— Work request —
Once you have read the entries below, repeat all of them exactly.

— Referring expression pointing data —

——————————

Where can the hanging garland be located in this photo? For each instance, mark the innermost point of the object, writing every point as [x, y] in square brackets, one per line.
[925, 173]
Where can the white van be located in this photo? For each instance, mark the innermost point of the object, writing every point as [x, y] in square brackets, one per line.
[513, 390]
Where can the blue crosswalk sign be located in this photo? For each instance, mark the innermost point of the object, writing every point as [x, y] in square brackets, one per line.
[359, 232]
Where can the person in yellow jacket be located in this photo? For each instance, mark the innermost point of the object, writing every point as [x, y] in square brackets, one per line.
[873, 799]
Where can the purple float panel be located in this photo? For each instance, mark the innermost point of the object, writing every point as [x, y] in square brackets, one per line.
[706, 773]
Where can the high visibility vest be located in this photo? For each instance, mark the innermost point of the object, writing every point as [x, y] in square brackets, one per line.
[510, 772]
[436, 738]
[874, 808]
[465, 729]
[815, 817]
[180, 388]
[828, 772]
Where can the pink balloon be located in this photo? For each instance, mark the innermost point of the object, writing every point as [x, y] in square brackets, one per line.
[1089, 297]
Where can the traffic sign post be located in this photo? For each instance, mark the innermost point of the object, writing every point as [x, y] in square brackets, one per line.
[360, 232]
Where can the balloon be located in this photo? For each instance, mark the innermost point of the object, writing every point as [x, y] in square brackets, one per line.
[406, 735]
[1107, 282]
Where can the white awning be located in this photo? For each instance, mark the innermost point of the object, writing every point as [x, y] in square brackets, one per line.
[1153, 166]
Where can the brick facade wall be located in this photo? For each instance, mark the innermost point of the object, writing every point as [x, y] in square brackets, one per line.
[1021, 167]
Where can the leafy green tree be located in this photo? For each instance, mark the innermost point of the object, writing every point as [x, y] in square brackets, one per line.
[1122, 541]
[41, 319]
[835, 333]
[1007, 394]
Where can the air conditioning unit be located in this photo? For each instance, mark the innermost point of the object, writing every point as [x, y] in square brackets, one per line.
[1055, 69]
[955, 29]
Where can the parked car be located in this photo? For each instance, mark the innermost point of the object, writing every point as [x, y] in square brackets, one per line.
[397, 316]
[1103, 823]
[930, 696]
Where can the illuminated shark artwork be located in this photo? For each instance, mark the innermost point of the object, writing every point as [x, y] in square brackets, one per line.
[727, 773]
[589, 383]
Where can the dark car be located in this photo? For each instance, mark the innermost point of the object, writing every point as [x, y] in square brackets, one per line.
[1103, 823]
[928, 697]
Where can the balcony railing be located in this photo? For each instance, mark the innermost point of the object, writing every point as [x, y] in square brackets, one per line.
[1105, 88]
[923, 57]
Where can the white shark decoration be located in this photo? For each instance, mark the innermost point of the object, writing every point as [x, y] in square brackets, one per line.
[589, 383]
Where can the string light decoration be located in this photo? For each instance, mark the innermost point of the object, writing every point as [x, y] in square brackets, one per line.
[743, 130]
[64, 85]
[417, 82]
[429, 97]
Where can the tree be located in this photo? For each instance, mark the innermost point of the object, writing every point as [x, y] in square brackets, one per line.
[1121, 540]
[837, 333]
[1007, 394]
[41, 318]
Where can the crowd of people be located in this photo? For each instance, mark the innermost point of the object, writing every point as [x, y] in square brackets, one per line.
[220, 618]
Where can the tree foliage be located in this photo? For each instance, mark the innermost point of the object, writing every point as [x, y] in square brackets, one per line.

——————————

— The completed task —
Where can the hanging garland be located in this photo? For each instance, mark the innermost point of the object, writing every point as [x, y] in square brackets, one per line.
[925, 173]
Where can the white van be located in this photo? For each instance, mark the innermost point of the object, writing every point as [x, y] in square brackets, one per line.
[513, 390]
Where can the blue crosswalk sign be located in this photo? For each instance, mark the innermost point of the object, writing every point as [x, y] in square brackets, one per line.
[359, 232]
Where can the person in yellow jacket be located in this photo? For each instance, mark the innermost point of the object, writing every point as [x, y] in square brackets, one per line.
[873, 799]
Where can the purple float panel be located in this photo? For each instance, mark the innermost point of the object, writing every point as [x, y] in square brackets, one per line.
[706, 773]
Where can the high visibility vest be located in this photo? For each instance, mark the innermost point of the object, writing every point as [x, y] in square brackets, one per line.
[510, 772]
[436, 738]
[874, 808]
[465, 729]
[815, 817]
[180, 388]
[828, 772]
Where can the pink balloon be located in this photo? For each instance, mark the innermost point of the object, writing every point as [x, y] in square brackets, one per line.
[1089, 297]
Where can the traffic sign post be located in this photo? For each instance, mark the innermost point of the object, writing every point as [x, y] in square brackets, one per line.
[360, 232]
Where can the balloon be located in this photo? For each instance, mark the innermost point of the object, writing every point as [x, y] in square brackets, one per line.
[406, 735]
[1107, 282]
Where can the white awning be located in this photo? For each instance, mark the innermost point of the object, writing every point as [x, y] in square brackets, one per line.
[1153, 166]
Where can the brick facade wall be located in this photo? For each instance, mark the innermost point of the object, writing every point as [x, y] in square brackets, one per line.
[1021, 167]
Where can the leafy green tree be located in this photo? For each instance, mark the innermost point of the object, writing every point as [x, y] in square brackets, one per line.
[1122, 541]
[41, 319]
[835, 333]
[1007, 394]
Where can the air conditioning unit be located in this photo? For each instance, mark the innermost point of the object, writing every point as [x, y] in square brackets, one per line.
[1055, 69]
[955, 29]
Where can the parked car be located in this photo? For each instance, mark the innermost point of the object, writing every point as [x, y] in square brackets, one per line.
[397, 316]
[1103, 823]
[930, 696]
Where can the illuminated shark artwork be located in this photo? For each instance, mark the innermost point of the object, writing every point as [x, y] in square brackets, one per line.
[727, 773]
[589, 383]
Where can the dark car be located in this photo? For each instance, mark the innermost point of the object, writing every point as [x, y] in square brackets, one per line.
[1103, 823]
[928, 697]
Where can the balcony railing be located in this photo? For each instance, mark the innermost point of the object, writing every point as [x, y] in square brackets, one per line.
[1105, 88]
[923, 57]
Where can the white shark decoration be located in this photo? For each instance, mark the innermost point of the object, writing every point as [x, y] in square brackets, one per line.
[589, 383]
Where can the string light decoration be located in this photo? For each instance, mark the innermost point of the object, writing every point as [x, y] in square brackets, one per line.
[743, 130]
[64, 85]
[417, 82]
[429, 97]
Where can the tree be located in this photo? For each instance, mark the innermost point of the object, writing every point as [x, y] in square brackets, one per line.
[1121, 540]
[837, 333]
[1007, 394]
[41, 318]
Where can the crowd of people be located in this photo? For each instance, mark the innermost point of the object, writing every point as [x, y] in square brackets, one per line.
[220, 618]
Where can the tree foliage be located in this photo? For each instance, mark the innermost point of the object, writing every point as [x, y] in square brackets, one per line.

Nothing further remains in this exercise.